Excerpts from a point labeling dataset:
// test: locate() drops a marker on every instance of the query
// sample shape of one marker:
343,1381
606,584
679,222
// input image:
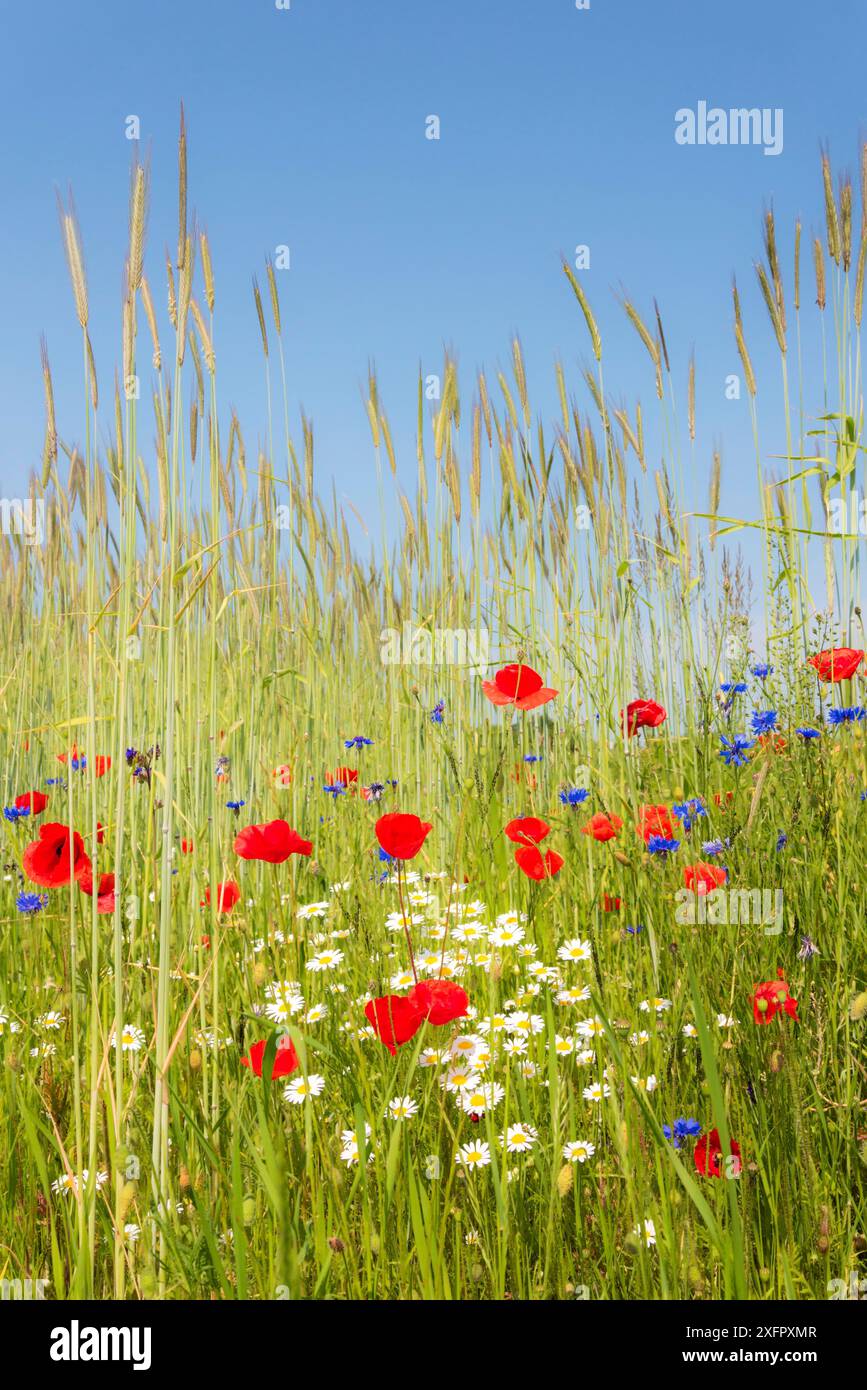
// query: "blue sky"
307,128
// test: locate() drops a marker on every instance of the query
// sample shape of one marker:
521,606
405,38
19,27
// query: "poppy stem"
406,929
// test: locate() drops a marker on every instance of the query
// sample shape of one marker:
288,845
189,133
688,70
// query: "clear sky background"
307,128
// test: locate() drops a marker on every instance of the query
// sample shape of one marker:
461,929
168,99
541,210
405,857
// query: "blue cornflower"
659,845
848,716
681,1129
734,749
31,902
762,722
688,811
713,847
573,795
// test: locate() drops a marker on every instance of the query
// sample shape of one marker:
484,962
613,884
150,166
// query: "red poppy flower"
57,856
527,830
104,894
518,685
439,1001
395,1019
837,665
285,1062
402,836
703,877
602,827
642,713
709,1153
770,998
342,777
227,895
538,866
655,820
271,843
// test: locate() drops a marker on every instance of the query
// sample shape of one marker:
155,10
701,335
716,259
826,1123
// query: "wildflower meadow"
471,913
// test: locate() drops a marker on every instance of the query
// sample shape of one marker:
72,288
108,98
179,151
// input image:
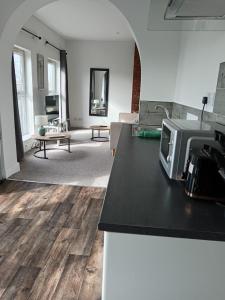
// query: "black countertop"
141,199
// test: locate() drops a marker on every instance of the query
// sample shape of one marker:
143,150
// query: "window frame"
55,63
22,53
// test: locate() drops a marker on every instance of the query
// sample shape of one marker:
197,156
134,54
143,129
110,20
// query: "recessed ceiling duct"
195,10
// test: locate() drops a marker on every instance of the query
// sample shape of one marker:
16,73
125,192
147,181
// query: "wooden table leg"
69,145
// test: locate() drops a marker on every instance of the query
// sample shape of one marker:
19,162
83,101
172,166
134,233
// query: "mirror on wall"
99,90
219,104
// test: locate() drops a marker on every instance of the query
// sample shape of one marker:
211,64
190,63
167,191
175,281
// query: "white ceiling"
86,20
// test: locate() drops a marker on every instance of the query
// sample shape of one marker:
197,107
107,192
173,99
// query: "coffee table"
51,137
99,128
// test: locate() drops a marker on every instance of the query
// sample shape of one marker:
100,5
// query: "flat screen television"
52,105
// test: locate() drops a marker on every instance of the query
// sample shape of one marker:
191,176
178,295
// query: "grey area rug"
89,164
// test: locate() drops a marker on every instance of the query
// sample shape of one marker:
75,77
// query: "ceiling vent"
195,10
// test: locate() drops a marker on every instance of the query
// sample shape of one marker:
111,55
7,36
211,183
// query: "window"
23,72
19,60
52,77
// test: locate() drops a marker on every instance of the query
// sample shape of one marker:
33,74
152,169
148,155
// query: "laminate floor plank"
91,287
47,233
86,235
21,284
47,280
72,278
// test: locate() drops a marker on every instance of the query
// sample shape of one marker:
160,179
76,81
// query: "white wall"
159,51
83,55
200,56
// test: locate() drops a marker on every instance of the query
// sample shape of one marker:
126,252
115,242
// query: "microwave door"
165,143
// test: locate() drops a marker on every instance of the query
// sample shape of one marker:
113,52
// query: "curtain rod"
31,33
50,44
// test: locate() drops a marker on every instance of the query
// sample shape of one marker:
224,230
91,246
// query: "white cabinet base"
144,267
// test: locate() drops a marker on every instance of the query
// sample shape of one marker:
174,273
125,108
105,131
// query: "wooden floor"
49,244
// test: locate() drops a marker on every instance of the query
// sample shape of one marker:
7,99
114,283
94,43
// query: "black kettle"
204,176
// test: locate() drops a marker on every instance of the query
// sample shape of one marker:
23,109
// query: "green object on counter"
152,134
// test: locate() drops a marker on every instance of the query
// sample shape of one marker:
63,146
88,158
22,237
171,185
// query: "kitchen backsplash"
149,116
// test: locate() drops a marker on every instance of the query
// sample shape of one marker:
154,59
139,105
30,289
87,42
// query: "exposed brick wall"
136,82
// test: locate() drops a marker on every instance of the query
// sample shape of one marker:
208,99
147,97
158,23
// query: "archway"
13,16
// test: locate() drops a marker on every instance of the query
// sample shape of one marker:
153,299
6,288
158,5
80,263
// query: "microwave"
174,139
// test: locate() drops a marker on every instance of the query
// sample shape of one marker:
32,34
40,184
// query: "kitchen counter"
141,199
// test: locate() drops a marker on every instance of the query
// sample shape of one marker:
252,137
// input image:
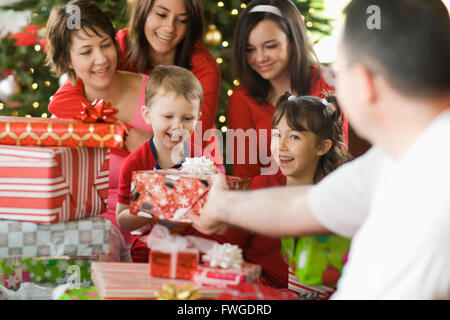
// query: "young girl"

YOUR INSTRUCTIONS.
Identify and copy every line of the material above that contains the string "white". Case counts.

ANSWER IN FULL.
// query: "white ceiling"
// query: "white wall"
// query: "white cabinet base"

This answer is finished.